Problem statement: Render the lines of the records between the line holding "tag the red" and the line holding "<point>420,408</point>", inclusive, as a numbered list with blank lines omitted. Include those lines only.

Supplied records:
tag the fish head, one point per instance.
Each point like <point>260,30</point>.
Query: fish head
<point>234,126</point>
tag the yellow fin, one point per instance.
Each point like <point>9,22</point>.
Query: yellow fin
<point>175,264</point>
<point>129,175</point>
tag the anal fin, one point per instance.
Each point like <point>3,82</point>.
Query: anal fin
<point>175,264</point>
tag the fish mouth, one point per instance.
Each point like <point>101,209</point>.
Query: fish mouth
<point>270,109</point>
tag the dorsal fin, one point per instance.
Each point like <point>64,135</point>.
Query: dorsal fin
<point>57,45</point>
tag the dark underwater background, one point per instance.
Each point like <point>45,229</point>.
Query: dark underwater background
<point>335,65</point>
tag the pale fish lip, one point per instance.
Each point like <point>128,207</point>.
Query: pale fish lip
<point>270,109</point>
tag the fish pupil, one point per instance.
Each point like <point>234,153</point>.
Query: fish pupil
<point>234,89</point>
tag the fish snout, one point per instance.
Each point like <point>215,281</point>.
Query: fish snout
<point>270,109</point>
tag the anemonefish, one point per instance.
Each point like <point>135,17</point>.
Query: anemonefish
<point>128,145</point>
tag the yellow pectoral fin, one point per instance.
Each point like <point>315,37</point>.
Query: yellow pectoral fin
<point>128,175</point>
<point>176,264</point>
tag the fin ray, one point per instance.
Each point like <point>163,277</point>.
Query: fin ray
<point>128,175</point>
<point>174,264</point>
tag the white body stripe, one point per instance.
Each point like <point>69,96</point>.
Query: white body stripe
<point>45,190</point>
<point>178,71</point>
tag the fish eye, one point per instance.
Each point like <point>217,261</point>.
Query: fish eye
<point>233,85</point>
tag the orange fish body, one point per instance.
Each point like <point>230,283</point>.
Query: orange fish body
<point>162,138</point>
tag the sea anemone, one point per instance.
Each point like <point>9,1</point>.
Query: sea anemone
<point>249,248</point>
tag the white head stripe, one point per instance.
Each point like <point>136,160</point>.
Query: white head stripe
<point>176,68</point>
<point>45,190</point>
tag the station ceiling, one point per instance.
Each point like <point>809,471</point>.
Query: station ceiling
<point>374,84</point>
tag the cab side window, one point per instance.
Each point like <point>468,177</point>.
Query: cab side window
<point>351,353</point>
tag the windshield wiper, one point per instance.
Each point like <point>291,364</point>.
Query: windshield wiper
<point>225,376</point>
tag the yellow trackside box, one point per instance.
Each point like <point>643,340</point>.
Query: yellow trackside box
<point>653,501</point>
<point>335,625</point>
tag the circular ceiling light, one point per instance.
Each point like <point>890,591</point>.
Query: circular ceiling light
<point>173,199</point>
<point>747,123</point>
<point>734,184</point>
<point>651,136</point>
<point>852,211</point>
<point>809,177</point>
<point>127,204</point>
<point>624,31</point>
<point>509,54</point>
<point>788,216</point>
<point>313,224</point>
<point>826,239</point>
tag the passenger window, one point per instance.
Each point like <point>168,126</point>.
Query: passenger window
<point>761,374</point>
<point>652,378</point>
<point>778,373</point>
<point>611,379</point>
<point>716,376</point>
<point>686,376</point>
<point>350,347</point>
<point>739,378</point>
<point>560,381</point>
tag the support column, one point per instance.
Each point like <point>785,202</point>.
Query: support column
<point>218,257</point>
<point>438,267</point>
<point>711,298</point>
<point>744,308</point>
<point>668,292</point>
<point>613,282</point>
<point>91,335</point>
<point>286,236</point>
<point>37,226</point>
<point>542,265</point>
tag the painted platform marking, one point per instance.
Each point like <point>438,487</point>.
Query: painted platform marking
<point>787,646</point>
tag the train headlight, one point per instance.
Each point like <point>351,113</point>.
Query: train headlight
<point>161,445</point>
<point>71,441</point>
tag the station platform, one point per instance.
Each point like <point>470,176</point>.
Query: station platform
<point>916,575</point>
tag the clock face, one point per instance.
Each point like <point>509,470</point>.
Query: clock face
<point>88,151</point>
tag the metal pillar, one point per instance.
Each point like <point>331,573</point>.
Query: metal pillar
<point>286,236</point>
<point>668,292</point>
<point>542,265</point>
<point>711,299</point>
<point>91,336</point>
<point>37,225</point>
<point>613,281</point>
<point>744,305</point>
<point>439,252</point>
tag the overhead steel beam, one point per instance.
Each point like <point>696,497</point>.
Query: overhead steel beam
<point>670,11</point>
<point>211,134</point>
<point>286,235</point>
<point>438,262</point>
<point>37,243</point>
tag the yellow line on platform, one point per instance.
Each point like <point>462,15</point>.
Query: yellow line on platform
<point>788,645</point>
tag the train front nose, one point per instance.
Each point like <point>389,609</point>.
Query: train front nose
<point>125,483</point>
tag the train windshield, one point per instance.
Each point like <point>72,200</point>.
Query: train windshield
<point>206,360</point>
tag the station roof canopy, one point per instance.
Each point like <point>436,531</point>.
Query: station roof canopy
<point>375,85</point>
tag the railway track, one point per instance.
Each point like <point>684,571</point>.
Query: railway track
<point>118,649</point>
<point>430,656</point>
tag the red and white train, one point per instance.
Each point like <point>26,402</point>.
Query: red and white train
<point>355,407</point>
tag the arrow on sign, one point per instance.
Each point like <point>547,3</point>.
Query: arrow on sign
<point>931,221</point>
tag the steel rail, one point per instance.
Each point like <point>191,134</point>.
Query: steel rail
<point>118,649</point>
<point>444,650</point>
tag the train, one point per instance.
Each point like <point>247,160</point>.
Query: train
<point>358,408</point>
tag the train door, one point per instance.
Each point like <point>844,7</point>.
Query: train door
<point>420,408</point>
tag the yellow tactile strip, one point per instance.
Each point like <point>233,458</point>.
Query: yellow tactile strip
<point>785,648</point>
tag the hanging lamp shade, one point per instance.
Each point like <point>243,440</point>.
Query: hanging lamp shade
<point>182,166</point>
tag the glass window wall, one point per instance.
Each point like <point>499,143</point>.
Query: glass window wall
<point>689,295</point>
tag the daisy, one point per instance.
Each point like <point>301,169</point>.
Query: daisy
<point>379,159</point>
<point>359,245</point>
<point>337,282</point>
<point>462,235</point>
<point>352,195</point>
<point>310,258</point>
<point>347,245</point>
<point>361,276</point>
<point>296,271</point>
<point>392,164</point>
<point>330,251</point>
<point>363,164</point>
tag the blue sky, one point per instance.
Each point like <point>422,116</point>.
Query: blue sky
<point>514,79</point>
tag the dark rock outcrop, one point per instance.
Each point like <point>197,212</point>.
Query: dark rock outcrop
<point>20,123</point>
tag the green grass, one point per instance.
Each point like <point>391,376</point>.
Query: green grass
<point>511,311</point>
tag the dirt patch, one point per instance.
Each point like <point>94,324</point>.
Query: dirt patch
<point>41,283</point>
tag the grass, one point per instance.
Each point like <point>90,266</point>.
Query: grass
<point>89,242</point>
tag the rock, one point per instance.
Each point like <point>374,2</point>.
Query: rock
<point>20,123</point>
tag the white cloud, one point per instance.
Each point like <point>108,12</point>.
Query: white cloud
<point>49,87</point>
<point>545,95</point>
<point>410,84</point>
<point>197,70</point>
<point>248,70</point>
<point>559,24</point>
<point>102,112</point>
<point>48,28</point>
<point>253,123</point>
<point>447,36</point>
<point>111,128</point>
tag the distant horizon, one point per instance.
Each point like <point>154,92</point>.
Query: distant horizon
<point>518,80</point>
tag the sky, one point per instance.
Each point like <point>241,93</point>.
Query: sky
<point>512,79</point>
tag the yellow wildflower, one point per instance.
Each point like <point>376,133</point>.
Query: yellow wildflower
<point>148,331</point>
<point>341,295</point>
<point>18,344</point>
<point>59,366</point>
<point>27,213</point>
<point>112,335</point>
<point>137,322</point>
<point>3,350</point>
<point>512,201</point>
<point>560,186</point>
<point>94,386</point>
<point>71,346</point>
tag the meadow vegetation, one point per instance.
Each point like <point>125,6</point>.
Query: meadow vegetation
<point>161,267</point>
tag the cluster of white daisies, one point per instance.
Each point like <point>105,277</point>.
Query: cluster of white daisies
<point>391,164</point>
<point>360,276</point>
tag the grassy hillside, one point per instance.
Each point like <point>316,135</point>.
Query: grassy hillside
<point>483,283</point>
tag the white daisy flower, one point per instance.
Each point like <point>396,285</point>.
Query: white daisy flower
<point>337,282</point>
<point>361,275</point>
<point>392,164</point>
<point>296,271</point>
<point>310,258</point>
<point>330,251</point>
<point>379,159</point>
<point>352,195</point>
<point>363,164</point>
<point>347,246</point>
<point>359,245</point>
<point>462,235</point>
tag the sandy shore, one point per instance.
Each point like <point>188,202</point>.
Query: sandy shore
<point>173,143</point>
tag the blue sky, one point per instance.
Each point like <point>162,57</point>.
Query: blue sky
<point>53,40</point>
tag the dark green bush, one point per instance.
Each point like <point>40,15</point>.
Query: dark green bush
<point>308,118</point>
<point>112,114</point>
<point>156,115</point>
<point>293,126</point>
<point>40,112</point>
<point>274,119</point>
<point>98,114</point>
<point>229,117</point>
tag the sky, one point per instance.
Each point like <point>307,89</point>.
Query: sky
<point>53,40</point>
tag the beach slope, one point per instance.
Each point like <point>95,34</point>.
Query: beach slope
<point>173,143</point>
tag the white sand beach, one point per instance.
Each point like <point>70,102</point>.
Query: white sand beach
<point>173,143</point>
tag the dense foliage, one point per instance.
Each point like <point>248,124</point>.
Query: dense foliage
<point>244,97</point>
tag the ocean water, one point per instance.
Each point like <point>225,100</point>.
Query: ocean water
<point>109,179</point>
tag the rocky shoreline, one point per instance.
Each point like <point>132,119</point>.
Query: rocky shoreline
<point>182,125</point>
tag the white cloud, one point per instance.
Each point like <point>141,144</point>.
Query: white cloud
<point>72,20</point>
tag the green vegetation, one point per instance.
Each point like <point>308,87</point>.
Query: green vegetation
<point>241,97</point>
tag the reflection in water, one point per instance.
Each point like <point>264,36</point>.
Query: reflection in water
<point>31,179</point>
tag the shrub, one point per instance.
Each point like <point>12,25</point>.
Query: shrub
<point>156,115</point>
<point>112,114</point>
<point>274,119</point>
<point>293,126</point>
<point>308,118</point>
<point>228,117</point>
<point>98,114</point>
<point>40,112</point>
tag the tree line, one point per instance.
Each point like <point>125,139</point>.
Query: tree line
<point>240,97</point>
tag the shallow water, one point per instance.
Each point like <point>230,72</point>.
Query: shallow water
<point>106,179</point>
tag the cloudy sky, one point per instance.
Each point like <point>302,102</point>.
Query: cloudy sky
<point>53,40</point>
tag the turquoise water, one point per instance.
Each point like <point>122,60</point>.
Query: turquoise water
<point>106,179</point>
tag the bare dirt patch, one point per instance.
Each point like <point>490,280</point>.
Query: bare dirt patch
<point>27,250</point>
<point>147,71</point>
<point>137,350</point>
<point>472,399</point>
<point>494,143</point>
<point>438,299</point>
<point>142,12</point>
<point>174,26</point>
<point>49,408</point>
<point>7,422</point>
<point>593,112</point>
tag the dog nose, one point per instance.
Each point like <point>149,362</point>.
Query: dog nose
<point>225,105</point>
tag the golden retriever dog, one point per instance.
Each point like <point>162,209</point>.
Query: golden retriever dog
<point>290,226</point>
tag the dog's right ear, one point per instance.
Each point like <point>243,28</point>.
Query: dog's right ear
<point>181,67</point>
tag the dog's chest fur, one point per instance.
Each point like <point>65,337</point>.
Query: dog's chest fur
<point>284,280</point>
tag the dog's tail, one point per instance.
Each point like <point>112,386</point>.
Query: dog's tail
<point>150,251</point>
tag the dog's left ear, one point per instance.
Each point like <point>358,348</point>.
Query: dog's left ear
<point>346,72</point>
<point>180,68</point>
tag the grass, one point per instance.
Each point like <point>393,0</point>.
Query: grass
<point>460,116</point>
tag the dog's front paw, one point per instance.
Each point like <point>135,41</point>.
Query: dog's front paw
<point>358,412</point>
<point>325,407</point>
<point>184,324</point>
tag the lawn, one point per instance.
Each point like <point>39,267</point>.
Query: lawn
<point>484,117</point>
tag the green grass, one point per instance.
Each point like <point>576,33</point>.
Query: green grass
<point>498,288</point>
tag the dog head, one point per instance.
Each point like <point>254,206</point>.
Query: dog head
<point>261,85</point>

Result of this task:
1. tag the red and white train, one point per instance.
2. Each point like <point>26,402</point>.
3. Query: red and white train
4. <point>355,407</point>
5. tag the arrow on sign, one point per instance.
6. Each point like <point>547,3</point>.
7. Query: arrow on sign
8. <point>931,221</point>
9. tag the steel rail, one point per instance.
10. Each point like <point>191,134</point>.
11. Query: steel rail
12. <point>118,649</point>
13. <point>444,650</point>
14. tag the train, one point per instance.
15. Each point like <point>247,160</point>.
16. Query: train
17. <point>358,408</point>
18. tag the train door, one point per instance.
19. Each point like <point>844,7</point>.
20. Query: train door
21. <point>420,408</point>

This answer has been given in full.